● **GIVEN RECORDS**

......

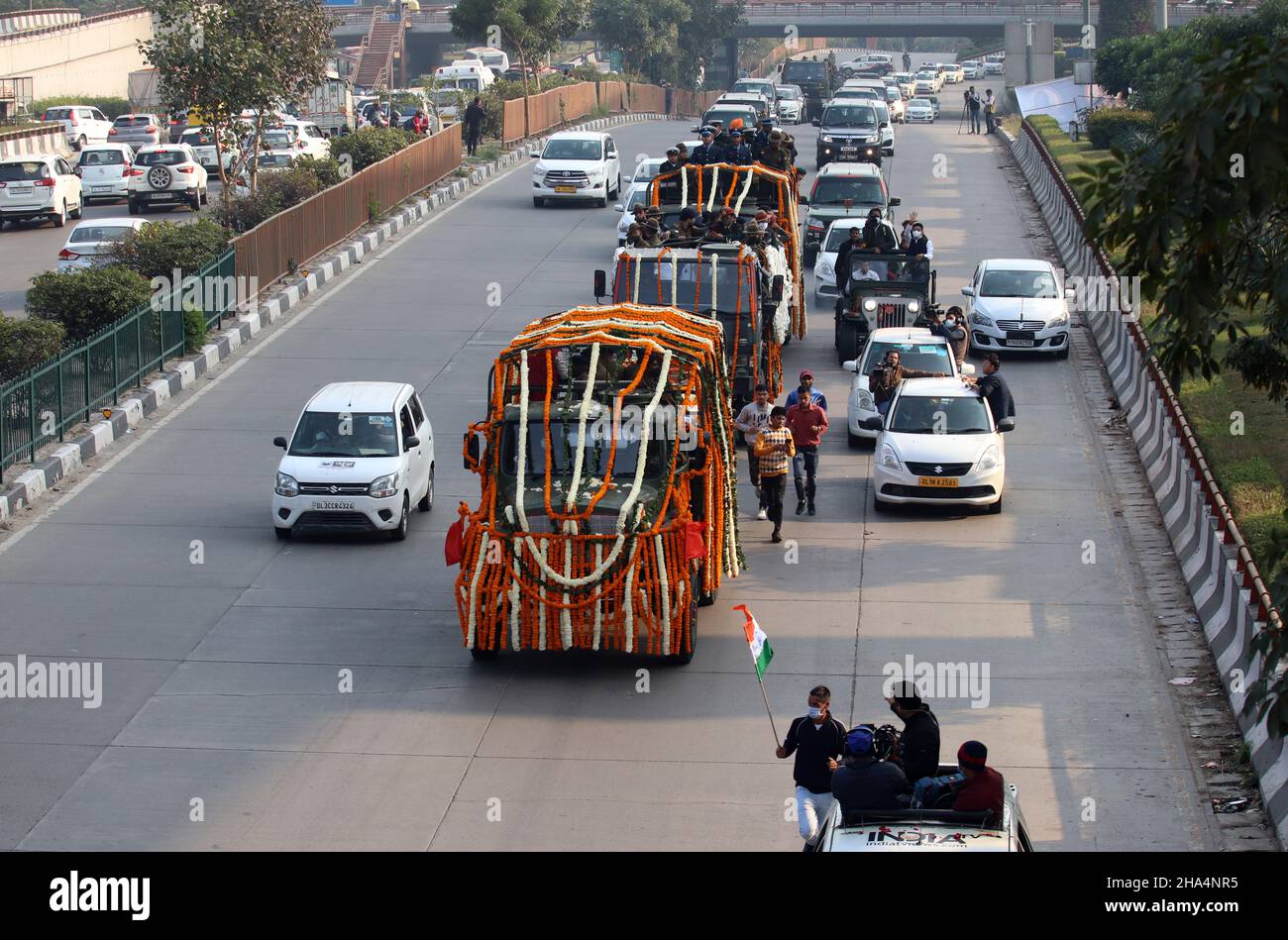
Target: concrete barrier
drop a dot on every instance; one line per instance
(1231, 599)
(48, 138)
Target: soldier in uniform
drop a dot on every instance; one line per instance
(737, 153)
(706, 153)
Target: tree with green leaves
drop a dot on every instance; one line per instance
(533, 29)
(223, 58)
(1202, 218)
(1125, 18)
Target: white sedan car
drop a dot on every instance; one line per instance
(1018, 304)
(939, 446)
(919, 111)
(93, 239)
(104, 170)
(917, 348)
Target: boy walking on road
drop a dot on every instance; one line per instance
(807, 424)
(774, 451)
(751, 420)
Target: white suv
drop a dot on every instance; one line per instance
(42, 187)
(84, 125)
(362, 455)
(166, 175)
(578, 165)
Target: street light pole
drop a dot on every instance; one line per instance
(1028, 51)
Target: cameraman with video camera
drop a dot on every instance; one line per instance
(918, 745)
(885, 377)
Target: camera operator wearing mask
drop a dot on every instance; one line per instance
(887, 376)
(918, 745)
(863, 782)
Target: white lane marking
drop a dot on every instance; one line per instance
(304, 312)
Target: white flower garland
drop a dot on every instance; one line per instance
(666, 595)
(746, 188)
(523, 439)
(475, 592)
(627, 505)
(587, 400)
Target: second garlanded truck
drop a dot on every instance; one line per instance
(608, 510)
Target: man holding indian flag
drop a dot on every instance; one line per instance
(815, 738)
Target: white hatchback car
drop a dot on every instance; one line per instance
(917, 349)
(578, 165)
(104, 170)
(362, 455)
(939, 446)
(39, 187)
(166, 175)
(82, 124)
(1018, 304)
(90, 241)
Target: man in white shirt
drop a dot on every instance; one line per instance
(751, 420)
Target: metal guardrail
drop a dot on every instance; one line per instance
(1212, 494)
(39, 407)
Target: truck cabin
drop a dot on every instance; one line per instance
(725, 283)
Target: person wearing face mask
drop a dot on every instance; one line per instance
(918, 745)
(921, 250)
(816, 739)
(952, 327)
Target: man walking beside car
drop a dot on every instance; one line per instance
(807, 424)
(751, 420)
(816, 739)
(473, 121)
(995, 389)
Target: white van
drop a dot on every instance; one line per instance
(467, 75)
(361, 456)
(490, 56)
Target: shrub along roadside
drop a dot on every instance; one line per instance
(26, 343)
(1122, 128)
(85, 301)
(161, 248)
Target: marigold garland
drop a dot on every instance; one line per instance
(645, 600)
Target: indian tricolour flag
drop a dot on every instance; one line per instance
(760, 649)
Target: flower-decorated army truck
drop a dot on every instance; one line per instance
(606, 511)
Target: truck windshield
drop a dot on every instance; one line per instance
(923, 357)
(849, 116)
(863, 191)
(694, 286)
(346, 434)
(562, 446)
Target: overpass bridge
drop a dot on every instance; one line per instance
(73, 54)
(428, 33)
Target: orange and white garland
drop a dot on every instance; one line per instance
(516, 583)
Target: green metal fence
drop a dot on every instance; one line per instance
(39, 407)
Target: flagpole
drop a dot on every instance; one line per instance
(768, 711)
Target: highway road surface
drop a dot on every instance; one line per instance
(223, 722)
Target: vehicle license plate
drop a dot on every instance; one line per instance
(941, 481)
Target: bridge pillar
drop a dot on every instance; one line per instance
(1029, 52)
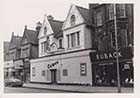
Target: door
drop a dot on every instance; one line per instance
(53, 76)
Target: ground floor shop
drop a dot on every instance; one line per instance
(18, 66)
(9, 70)
(64, 68)
(105, 69)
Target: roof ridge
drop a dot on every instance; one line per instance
(56, 20)
(81, 7)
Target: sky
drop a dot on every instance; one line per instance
(15, 14)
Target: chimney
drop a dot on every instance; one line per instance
(38, 26)
(25, 27)
(12, 33)
(50, 17)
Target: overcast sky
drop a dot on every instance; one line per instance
(16, 14)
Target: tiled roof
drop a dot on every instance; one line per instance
(6, 47)
(15, 42)
(31, 36)
(85, 14)
(56, 26)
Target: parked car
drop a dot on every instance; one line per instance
(13, 82)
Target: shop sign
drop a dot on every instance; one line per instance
(52, 64)
(125, 53)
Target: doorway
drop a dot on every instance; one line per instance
(53, 76)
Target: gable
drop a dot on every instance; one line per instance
(78, 18)
(45, 28)
(24, 39)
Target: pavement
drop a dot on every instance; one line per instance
(79, 89)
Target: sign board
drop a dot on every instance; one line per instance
(124, 53)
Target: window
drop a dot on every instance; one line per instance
(43, 73)
(48, 43)
(25, 52)
(78, 39)
(60, 43)
(72, 20)
(111, 11)
(99, 18)
(68, 39)
(65, 72)
(45, 30)
(124, 41)
(73, 40)
(42, 47)
(113, 40)
(33, 71)
(83, 69)
(120, 10)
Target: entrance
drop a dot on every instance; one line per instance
(53, 76)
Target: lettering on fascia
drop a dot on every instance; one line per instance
(105, 56)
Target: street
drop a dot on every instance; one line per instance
(29, 90)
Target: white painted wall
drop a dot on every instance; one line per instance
(70, 61)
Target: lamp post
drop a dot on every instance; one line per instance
(117, 56)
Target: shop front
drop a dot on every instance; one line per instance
(105, 69)
(63, 68)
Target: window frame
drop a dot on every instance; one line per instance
(85, 69)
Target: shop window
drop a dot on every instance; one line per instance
(72, 20)
(99, 18)
(65, 72)
(83, 69)
(60, 43)
(43, 73)
(120, 10)
(33, 71)
(111, 11)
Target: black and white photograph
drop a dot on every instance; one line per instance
(62, 46)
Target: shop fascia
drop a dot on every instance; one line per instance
(105, 56)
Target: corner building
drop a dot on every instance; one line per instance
(64, 49)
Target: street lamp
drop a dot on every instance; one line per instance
(117, 57)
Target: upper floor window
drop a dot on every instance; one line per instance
(60, 43)
(121, 10)
(99, 18)
(25, 52)
(111, 11)
(72, 20)
(25, 41)
(73, 39)
(45, 30)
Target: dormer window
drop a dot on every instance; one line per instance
(45, 30)
(72, 20)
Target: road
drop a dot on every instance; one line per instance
(29, 90)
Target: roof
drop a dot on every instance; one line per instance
(56, 26)
(6, 47)
(15, 42)
(31, 36)
(85, 13)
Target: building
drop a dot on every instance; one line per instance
(64, 50)
(104, 59)
(6, 59)
(14, 54)
(29, 50)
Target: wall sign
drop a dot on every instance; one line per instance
(125, 53)
(52, 64)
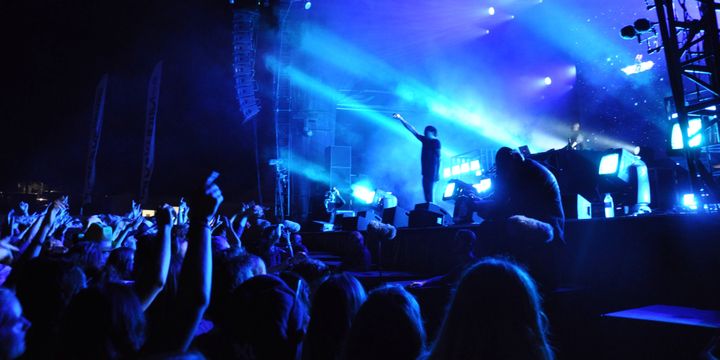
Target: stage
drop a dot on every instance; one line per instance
(606, 265)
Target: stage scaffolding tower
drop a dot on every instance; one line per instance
(283, 107)
(692, 53)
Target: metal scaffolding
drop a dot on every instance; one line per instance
(692, 52)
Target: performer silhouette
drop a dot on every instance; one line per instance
(430, 156)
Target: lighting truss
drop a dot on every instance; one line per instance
(244, 24)
(692, 52)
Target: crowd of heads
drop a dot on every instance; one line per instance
(190, 282)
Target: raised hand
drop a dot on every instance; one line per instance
(24, 208)
(182, 212)
(6, 251)
(136, 210)
(56, 210)
(165, 215)
(205, 204)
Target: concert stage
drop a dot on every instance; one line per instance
(608, 265)
(626, 261)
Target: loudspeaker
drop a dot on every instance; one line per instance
(577, 207)
(357, 223)
(397, 217)
(339, 160)
(427, 215)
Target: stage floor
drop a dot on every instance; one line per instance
(624, 262)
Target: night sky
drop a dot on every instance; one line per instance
(55, 52)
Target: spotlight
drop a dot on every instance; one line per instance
(483, 186)
(694, 134)
(689, 201)
(363, 193)
(643, 25)
(449, 191)
(609, 164)
(628, 32)
(456, 188)
(615, 170)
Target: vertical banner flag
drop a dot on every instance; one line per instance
(94, 142)
(150, 124)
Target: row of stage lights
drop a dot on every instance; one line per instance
(463, 168)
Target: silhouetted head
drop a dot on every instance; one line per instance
(431, 132)
(120, 264)
(356, 240)
(103, 323)
(334, 306)
(13, 326)
(388, 326)
(494, 314)
(231, 268)
(464, 244)
(267, 318)
(45, 287)
(508, 163)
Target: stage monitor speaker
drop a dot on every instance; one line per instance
(339, 156)
(339, 162)
(357, 223)
(427, 215)
(319, 226)
(396, 216)
(577, 207)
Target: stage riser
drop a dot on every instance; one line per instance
(620, 263)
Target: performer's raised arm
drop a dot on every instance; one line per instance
(407, 125)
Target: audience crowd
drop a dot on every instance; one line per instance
(191, 283)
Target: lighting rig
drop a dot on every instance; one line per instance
(692, 52)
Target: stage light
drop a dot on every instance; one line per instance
(609, 164)
(643, 25)
(694, 127)
(363, 193)
(615, 170)
(689, 201)
(638, 67)
(449, 191)
(456, 170)
(483, 186)
(628, 32)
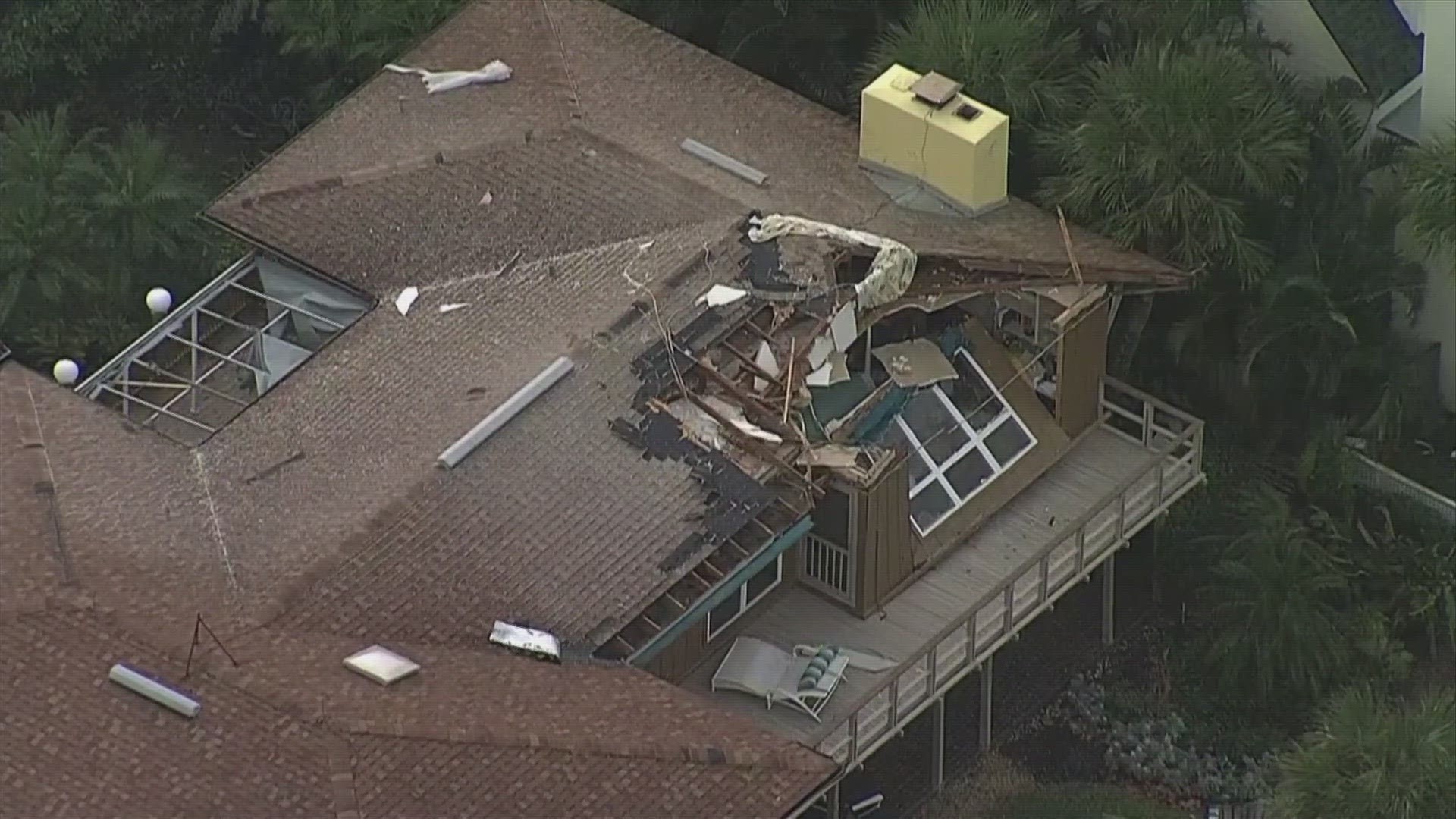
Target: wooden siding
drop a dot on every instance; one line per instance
(679, 657)
(886, 548)
(1082, 360)
(682, 654)
(1087, 477)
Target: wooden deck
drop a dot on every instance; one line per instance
(977, 596)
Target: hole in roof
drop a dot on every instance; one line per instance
(224, 347)
(381, 665)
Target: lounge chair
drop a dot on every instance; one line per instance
(764, 670)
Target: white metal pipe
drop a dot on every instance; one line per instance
(726, 162)
(504, 413)
(152, 689)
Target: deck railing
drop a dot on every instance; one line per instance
(1174, 466)
(829, 567)
(1379, 477)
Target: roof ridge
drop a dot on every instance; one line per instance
(414, 165)
(695, 754)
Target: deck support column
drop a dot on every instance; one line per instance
(938, 745)
(1109, 579)
(986, 704)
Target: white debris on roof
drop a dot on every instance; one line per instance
(720, 295)
(915, 363)
(833, 371)
(528, 640)
(437, 82)
(890, 273)
(819, 353)
(764, 362)
(739, 420)
(843, 328)
(406, 299)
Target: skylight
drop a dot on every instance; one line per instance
(226, 346)
(381, 665)
(962, 435)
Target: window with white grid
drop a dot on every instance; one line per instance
(962, 435)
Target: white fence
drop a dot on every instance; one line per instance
(1379, 477)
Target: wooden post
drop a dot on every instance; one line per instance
(1109, 573)
(938, 745)
(986, 704)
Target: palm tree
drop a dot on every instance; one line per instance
(354, 31)
(1274, 602)
(1312, 337)
(142, 205)
(42, 165)
(1175, 152)
(1125, 25)
(1429, 177)
(1370, 758)
(1012, 55)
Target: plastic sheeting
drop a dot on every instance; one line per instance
(277, 359)
(890, 273)
(277, 356)
(437, 82)
(312, 295)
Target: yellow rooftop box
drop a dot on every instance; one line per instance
(922, 127)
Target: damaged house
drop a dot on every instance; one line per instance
(568, 445)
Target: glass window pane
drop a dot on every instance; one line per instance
(971, 395)
(913, 463)
(930, 422)
(767, 577)
(1006, 442)
(832, 518)
(929, 504)
(967, 474)
(723, 613)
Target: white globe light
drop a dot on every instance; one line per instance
(66, 372)
(159, 300)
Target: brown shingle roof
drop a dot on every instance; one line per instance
(73, 745)
(422, 223)
(134, 522)
(554, 519)
(290, 732)
(645, 89)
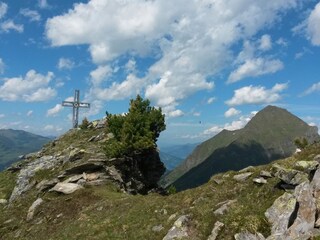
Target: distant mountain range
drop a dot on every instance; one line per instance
(14, 143)
(268, 136)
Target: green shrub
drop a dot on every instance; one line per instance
(137, 130)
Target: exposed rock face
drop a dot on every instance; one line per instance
(280, 212)
(179, 229)
(33, 208)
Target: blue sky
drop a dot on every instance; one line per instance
(209, 64)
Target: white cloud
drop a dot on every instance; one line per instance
(33, 15)
(313, 26)
(174, 114)
(254, 68)
(234, 125)
(265, 43)
(211, 100)
(2, 65)
(314, 88)
(99, 75)
(257, 95)
(43, 4)
(65, 63)
(192, 42)
(10, 25)
(3, 9)
(29, 113)
(231, 112)
(54, 111)
(31, 88)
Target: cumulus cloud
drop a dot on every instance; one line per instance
(192, 42)
(1, 66)
(3, 9)
(254, 68)
(234, 125)
(54, 111)
(33, 15)
(65, 63)
(314, 88)
(257, 95)
(231, 112)
(313, 26)
(99, 74)
(9, 25)
(265, 43)
(31, 88)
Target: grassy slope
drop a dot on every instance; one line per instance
(270, 124)
(105, 213)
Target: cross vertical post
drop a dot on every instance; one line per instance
(76, 104)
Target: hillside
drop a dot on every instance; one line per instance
(268, 136)
(14, 143)
(230, 206)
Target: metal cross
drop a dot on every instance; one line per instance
(76, 104)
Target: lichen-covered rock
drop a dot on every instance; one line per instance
(242, 177)
(305, 220)
(66, 188)
(33, 209)
(179, 229)
(216, 230)
(248, 236)
(290, 176)
(280, 212)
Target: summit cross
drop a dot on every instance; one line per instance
(76, 104)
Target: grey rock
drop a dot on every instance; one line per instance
(23, 184)
(179, 229)
(304, 223)
(260, 180)
(290, 176)
(76, 154)
(46, 184)
(3, 201)
(265, 174)
(33, 209)
(280, 212)
(307, 166)
(224, 207)
(242, 177)
(158, 228)
(248, 236)
(247, 169)
(216, 230)
(66, 188)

......

● **EXERCISE**
Every line from the one containing "Target: lichen-covered rock" through the last line must be copied exactly; leave out the rest.

● **THE REPLY**
Target: lichen-covered rock
drop a dot on every instance; one line per instance
(242, 177)
(305, 220)
(66, 188)
(33, 209)
(179, 229)
(216, 230)
(248, 236)
(290, 176)
(280, 212)
Target: summit cross
drop a dot on every instance; one line per instance
(76, 104)
Target: grey rock
drop a dot on every instance; one line per instance
(23, 184)
(179, 229)
(304, 223)
(260, 180)
(290, 176)
(76, 154)
(46, 184)
(3, 201)
(265, 174)
(33, 209)
(280, 212)
(307, 166)
(224, 207)
(242, 177)
(158, 228)
(248, 236)
(247, 169)
(216, 230)
(66, 188)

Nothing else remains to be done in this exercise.